▸ Problem: Beginning with the line that contains "tube in this image?", extract each line through the end of the listing below, with no additions or omissions.

(Excerpts from a detection dataset)
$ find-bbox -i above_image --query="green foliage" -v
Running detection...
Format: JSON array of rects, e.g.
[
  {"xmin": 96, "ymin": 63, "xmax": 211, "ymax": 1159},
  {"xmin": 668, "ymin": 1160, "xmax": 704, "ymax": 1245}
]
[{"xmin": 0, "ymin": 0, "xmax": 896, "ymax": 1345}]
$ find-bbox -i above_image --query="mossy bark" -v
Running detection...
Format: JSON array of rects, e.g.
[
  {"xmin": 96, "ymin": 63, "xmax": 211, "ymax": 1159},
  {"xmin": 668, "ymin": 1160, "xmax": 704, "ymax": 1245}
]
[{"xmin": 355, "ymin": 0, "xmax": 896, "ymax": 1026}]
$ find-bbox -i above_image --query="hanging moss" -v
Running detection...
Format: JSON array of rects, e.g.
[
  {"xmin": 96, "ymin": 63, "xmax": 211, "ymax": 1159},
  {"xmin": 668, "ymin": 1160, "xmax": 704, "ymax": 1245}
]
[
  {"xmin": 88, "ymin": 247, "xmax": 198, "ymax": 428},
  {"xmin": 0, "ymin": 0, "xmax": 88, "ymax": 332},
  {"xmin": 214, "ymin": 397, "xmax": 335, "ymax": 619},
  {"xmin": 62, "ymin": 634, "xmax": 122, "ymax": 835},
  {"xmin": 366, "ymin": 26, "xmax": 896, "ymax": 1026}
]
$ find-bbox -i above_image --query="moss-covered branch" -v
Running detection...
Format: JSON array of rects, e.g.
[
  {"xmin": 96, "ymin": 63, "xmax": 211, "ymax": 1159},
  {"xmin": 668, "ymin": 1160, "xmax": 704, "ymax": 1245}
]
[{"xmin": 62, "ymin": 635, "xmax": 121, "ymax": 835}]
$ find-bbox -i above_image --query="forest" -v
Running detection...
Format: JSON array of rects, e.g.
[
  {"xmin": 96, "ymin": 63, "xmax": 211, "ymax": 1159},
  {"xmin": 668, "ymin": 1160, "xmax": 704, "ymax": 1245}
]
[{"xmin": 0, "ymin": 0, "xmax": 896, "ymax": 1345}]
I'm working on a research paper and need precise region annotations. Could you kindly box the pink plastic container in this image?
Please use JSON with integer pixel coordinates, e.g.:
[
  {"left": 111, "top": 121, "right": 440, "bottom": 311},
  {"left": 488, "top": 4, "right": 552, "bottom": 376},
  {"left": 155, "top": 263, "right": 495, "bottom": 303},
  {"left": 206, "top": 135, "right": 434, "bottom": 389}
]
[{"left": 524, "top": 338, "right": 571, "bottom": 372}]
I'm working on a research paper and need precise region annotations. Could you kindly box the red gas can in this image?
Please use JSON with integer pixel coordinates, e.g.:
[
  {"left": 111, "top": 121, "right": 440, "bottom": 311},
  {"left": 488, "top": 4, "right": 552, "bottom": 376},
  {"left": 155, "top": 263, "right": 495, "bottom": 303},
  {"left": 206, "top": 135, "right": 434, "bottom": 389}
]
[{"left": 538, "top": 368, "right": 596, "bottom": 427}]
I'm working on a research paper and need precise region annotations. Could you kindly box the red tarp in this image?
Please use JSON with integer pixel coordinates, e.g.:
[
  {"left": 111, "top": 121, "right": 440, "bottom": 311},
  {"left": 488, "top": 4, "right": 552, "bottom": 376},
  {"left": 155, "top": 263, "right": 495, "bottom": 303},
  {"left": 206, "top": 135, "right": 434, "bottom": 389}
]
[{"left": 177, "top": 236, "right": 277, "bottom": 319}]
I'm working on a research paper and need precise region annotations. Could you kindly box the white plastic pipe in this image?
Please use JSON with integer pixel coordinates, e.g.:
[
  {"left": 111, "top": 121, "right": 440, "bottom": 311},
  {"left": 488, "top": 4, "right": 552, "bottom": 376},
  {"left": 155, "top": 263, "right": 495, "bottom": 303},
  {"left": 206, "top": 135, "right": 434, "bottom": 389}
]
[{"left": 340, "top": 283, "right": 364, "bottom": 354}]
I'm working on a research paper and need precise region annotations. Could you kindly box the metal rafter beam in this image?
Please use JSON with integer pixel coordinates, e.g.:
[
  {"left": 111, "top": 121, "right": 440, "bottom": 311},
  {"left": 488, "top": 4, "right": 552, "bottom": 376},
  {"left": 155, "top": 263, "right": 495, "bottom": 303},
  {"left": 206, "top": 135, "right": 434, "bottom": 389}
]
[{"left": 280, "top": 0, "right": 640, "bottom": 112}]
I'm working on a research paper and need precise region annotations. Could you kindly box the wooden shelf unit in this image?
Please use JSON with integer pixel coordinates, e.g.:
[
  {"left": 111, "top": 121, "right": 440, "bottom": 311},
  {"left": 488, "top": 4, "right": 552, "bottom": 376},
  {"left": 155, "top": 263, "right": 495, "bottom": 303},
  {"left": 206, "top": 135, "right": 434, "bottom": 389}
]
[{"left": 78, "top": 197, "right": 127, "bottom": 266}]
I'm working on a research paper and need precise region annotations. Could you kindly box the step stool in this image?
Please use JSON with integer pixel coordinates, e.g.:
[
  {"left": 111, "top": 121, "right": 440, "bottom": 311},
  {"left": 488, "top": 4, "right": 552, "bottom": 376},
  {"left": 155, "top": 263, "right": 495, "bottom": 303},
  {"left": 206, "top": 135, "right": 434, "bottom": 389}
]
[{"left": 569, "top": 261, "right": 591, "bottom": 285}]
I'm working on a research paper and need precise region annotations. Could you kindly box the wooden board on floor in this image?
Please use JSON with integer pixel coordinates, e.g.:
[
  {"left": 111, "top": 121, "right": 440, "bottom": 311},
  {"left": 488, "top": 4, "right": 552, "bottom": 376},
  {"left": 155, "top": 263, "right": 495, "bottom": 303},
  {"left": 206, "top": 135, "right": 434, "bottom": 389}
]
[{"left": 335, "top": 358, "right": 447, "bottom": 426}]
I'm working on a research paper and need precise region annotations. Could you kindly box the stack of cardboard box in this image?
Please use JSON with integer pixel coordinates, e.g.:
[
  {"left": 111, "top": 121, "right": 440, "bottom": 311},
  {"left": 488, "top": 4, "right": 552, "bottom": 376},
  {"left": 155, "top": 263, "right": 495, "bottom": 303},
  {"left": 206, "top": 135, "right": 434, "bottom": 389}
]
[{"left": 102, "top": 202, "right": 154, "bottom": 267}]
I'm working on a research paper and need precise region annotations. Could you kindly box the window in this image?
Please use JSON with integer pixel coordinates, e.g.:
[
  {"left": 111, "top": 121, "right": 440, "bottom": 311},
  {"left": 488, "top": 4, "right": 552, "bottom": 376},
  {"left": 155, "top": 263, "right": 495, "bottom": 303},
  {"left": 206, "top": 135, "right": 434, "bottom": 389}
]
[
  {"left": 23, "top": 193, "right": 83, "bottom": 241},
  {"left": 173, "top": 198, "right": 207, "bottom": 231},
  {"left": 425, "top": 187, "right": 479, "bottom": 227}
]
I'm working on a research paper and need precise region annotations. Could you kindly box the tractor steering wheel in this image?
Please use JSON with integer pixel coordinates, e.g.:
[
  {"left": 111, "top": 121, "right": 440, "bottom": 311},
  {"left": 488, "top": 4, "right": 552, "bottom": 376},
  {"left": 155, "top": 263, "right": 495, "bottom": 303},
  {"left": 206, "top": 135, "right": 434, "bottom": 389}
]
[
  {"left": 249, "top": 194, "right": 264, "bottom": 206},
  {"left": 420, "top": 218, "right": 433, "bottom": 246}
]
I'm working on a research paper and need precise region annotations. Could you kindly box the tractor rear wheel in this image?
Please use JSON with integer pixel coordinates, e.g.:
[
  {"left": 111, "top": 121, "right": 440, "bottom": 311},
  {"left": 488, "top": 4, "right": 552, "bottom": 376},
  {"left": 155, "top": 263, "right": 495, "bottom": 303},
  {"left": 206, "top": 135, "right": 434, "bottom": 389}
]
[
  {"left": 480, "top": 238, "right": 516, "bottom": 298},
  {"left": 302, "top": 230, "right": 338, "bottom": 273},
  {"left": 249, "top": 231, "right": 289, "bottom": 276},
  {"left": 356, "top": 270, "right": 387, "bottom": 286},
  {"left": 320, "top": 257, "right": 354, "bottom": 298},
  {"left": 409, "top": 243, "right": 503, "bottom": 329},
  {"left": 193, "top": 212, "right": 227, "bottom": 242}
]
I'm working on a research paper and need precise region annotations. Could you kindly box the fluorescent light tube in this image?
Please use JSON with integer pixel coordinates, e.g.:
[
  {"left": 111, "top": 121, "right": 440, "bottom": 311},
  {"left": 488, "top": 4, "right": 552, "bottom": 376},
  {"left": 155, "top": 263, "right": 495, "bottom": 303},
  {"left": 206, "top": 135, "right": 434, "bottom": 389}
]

▸ Written solution:
I'm working on a research paper and need precise region annotations. Could you kindly box the fluorescent light tube in this image?
Please use JSON with integer pixel coordinates, e.g.:
[
  {"left": 111, "top": 121, "right": 440, "bottom": 311},
  {"left": 488, "top": 4, "right": 552, "bottom": 376},
  {"left": 155, "top": 263, "right": 495, "bottom": 303},
  {"left": 206, "top": 135, "right": 434, "bottom": 389}
]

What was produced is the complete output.